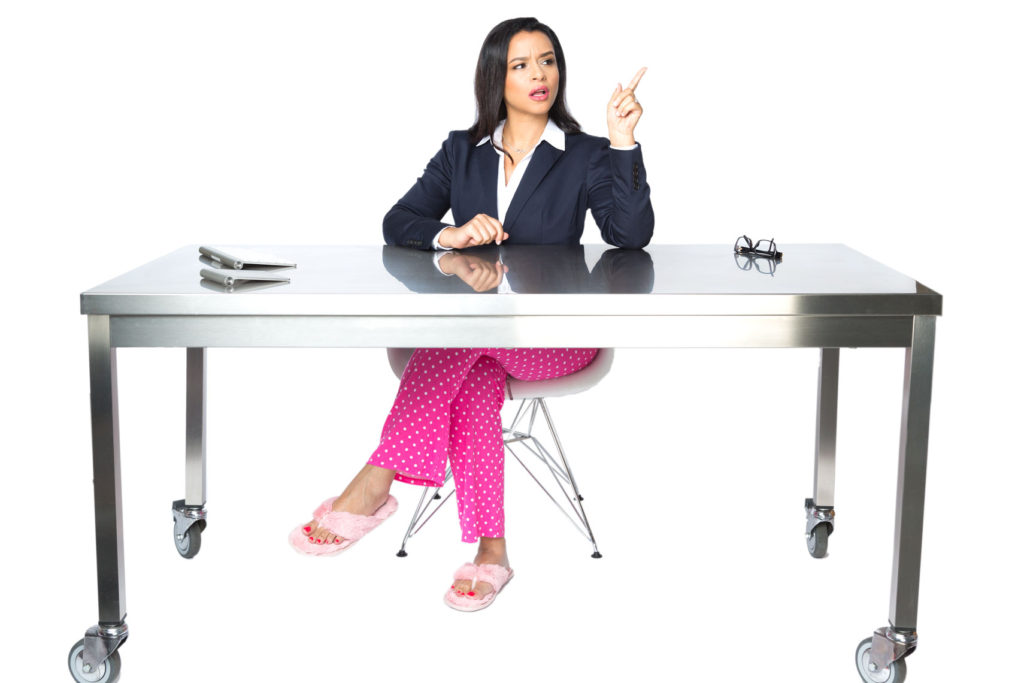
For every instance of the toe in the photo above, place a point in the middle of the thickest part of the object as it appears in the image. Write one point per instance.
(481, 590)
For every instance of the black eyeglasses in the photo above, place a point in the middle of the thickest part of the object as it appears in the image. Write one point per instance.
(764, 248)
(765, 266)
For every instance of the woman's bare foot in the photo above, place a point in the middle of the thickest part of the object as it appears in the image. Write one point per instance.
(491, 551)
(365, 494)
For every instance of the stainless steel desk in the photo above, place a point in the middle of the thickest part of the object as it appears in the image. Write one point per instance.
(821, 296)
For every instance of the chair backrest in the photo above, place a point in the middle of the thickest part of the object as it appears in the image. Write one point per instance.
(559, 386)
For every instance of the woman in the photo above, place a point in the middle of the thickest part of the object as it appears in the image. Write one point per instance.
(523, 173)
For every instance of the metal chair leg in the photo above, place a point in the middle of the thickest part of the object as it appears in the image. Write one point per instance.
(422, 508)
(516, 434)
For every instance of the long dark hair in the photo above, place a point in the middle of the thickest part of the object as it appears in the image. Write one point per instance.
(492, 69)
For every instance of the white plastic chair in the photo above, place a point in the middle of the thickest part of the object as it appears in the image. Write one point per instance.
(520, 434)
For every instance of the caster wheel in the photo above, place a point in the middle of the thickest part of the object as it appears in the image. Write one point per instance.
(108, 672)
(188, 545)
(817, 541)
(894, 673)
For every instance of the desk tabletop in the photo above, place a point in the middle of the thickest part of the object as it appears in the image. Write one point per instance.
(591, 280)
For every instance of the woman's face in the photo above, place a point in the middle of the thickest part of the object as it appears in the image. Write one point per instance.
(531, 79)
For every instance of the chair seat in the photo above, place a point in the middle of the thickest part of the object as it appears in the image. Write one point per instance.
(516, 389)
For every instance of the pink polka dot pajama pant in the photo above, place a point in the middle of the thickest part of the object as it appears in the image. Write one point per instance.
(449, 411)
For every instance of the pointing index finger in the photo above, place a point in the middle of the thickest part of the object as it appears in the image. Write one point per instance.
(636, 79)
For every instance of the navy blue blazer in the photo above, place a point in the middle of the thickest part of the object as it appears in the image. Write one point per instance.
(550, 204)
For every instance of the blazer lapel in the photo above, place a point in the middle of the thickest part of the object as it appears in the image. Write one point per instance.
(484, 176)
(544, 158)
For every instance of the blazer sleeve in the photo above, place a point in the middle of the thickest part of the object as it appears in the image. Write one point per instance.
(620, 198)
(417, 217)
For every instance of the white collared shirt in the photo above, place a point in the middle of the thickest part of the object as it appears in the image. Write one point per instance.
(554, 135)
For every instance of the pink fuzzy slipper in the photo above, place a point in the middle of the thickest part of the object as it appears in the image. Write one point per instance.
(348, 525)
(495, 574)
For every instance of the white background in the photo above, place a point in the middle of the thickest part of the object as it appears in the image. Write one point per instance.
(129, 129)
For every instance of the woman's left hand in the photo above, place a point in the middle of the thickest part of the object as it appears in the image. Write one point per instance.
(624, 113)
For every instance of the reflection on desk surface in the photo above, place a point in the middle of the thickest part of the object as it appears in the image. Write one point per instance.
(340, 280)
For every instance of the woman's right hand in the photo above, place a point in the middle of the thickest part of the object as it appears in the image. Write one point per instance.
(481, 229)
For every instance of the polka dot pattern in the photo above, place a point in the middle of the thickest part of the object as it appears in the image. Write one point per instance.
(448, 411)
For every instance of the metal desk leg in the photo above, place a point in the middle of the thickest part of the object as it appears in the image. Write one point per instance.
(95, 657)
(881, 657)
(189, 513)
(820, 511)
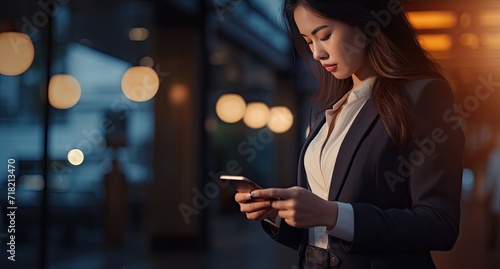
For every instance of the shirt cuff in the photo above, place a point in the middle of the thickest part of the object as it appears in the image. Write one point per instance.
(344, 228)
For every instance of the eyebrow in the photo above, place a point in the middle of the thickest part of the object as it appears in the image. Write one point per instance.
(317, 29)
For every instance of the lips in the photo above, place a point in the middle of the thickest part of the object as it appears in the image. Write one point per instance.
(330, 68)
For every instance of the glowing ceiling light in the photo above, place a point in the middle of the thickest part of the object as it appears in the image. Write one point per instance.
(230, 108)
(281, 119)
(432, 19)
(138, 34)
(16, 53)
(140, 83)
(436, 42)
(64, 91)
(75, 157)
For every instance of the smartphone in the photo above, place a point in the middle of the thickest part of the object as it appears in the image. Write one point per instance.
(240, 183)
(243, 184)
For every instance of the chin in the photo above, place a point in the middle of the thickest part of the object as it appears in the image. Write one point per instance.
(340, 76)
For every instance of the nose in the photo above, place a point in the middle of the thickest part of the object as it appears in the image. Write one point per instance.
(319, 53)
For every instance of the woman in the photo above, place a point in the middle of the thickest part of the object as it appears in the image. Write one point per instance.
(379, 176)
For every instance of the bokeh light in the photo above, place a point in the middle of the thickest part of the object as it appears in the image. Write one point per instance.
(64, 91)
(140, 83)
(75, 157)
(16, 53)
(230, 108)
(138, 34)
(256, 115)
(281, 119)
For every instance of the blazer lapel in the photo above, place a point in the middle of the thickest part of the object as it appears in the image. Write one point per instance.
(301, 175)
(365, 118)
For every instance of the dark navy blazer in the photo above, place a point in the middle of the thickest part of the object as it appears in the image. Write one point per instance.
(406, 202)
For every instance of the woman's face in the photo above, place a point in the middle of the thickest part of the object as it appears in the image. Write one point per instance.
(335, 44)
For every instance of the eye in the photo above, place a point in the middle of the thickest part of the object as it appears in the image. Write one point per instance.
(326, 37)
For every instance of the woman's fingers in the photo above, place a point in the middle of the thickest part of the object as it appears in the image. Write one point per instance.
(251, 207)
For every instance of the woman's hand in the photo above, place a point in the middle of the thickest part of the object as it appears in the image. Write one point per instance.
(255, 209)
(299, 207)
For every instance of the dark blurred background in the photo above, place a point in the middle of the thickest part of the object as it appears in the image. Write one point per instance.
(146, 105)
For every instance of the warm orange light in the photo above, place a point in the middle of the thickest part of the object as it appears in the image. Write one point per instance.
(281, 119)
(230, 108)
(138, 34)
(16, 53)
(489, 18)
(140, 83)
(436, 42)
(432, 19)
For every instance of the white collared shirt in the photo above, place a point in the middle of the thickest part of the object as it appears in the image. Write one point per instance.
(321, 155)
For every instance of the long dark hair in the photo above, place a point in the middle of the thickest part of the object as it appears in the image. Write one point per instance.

******************************

Exercise prompt: All lines of the material above should be returned unchanged, but no pictures should be included.

Result for this exercise:
For every instance of the toe in the photo above, place a point in the middle of the thickest part of the object as it appears in the image. Write one point per instance.
(481, 590)
For every instance of the black eyeglasses in the photo above, place a point in the middle of the thickest part of the object as it appears in the image. Write one point per instance.
(764, 248)
(765, 266)
For every instance of the woman's bare foot in the photo above, place a point in the middle of the thickest part of the object as it appears in the image. Write one point per instance.
(491, 551)
(365, 494)
For every instance of the stainless steel desk in the photo above, place a point in the middle of the thickest part of the object as it appears in the image. Write one point per instance.
(821, 296)
For every instance of the chair backrest in the photo above, place a point in the middle of the thickest part of the object as it appears in the image. Write one point per instance.
(559, 386)
For every instance of the woman in the photo above, place a point in the middle of the thickest part of the object as it appears in the image. Write one point per instance.
(523, 173)
For every instance of the metal chair leg in the photo above, place a point in the middle of the thickest part of the object as it appears in the image. Write one point per instance.
(422, 508)
(516, 434)
For every instance of the long dark hair in the photo above, place a point in the middle of the thickest part of the object as it appears in the image. Write one point per instance.
(492, 69)
For every instance of the white plastic chair in the photo above, place a point in the middle of the thickest part of the object as it appears in the image. Write one point per instance.
(520, 434)
For every instance of the caster wheel in the photo above, place a point in the middle of the thickest part of the object as it appears in the image. Write one point per instance.
(108, 672)
(188, 545)
(817, 541)
(894, 673)
For every instance of the desk tabletop in the photo above, place a point in the middle of the thickest part of the object as it appears in the image. Write one point per instance.
(591, 280)
For every instance of the woman's face in the photo above, place a point in the middle of the thickest part of the object as it appears in the image. Write one point per instance.
(531, 79)
For every instance of the chair seat in the photo above, place a point in the middle of the thickest part of the object as it appears in the image. Write one point per instance.
(516, 389)
For every instance of the pink polka dot pajama pant in the photo above, place a point in the middle of the thickest part of the object as it appears in the image. Write one point per instance.
(449, 411)
For every instance of the pointing index finger in the photo above, place a point in the middle of the thickest part of the object as it appears in the image. Write one point per instance.
(636, 79)
For every instance of the navy blue blazer in the photo above, place a point in the middle of the thickest part of the object as it appears in the image. Write one point per instance.
(550, 204)
For every instance of the blazer lapel in the photo above, place a point in the middle of the thickest part of the object as it appears in the image. Write one point per instance.
(484, 176)
(544, 158)
For every instance of the blazer sleeve in the photo above, place a point in the middle of the thickest part of the object as it appears in the image. Write one point per instance.
(620, 198)
(417, 217)
For every instance of the white collared shirt in the photo above, place a point in the middle of the thickest part of the object as it appears in the image. Write one point per instance.
(554, 135)
For every instance of the pink fuzzy slipper in the photo above, place a point in the middle of the thickest part of the object as it appears in the image. Write one point per instance.
(348, 525)
(495, 574)
For every instance of the white background in the photo above, place a point in the middle of the thickest part of the object as it appears in the image. Write one point per instance.
(129, 129)
For every instance of the woman's left hand in the photo above, place a point in the middle of the thickest part of the object as it appears in the image. Write one point per instance.
(624, 113)
For every instance of the reflection on desk surface in the photo above, place a point in the middle of the thickest part of the object as it appears in the image. Write one point per instance.
(340, 280)
For every instance of the woman's right hand in the photo above, place a point in the middle of the thickest part of the object as it appears in the image. Write one point per instance.
(481, 229)
For every instance of the polka dot pattern in the photo above, place a point in the middle of the thickest part of the object as it appears in the image. Write one point per instance.
(448, 411)
For every instance of the metal desk leg in the photo above, place a point in the middle of the thickest part of the object as it appears in the image. Write one point per instance.
(95, 657)
(881, 657)
(189, 513)
(820, 511)
For every instance of the shirt cuff in the photo above, place a point in the middle of the thickest part of the object as it appears in the image. Write one point per instance.
(344, 228)
For every instance of the eyebrow in the photo above, place a point in the middle of the thickest part of the object as it appears in the image. Write one point per instance.
(317, 29)
For every instance of the lips in the photo above, place a point in the middle of the thickest part of the object as it appears in the image. Write one point per instance.
(330, 68)
For every instance of the glowing ceiling light in the photo above, place a point in the middle of the thickest part of the object as it appears in the image. Write one point per instance.
(230, 108)
(281, 119)
(432, 19)
(138, 34)
(16, 53)
(140, 83)
(436, 42)
(64, 91)
(75, 157)
For every instance of the smartphone in the photo above, place a point in the middle of the thickest part of the object as it appears in the image. Write one point per instance.
(240, 183)
(243, 184)
For every instance of the chin in the photo above, place a point in the middle of the thickest part of the object as it appears in the image. Write one point per instance.
(340, 76)
For every instance of the nose in the photo above, place a point in the middle of the thickest part of the object as it appears in the image. Write one point per instance.
(319, 53)
For every instance of the woman in the photo above, place a point in the middle of the thickest part of the object as it appears in the image. Write one point per instance.
(379, 176)
For every instance of the bokeh light in the photo above, place a point in the middle of the thickest part of the object as it appears in the image. Write one point per instance.
(64, 91)
(140, 83)
(75, 157)
(16, 53)
(230, 108)
(138, 34)
(256, 115)
(281, 119)
For every instance of the blazer lapel in the photo above, place a point in the middle of the thickest part of the object as it appears in the image. Write one point per instance.
(301, 175)
(365, 118)
For every instance of the dark navy blazer in the photo above, place a point in the middle of the thickest part of the object as it appears in the image. Write one point per instance.
(406, 202)
For every instance of the woman's face in the photo above, place a point in the middle of the thickest part of the object as it appears in the image. Write one point per instance.
(335, 44)
For every instance of the eye in the photo above, place a point in the middle of the thickest part of the object as it appears in the image. Write one point per instance.
(326, 37)
For every instance of the woman's fingers in the photo above, place a point in the middle of the thickest part of the object as it appears in the image. Write one point per instance.
(251, 207)
For every instance of the woman's hand in the photo above, place a point in the middle of the thickest part of the object as it appears in the image. Write one point per instance.
(255, 209)
(299, 207)
For every instance of the dark blurred background in the photo above, place a point in the middle of the thickest part of the object as it appears in the image. Write one point per instance.
(146, 105)
For every instance of the warm orange light in the photo above, place a point in the middle of the thickest part of the object as it appears in the image. Write one point per instance.
(281, 119)
(230, 108)
(138, 34)
(16, 53)
(489, 18)
(140, 83)
(436, 42)
(432, 19)
For every instance of the white collared shirt in the photo above, place a point in the middle of the thickest part of the object as it appears in the image. Write one point per instance.
(321, 155)
For every instance of the long dark hair in the photo above, place a point in the middle of the thickest part of the object as it appears in the image. Write one point per instance.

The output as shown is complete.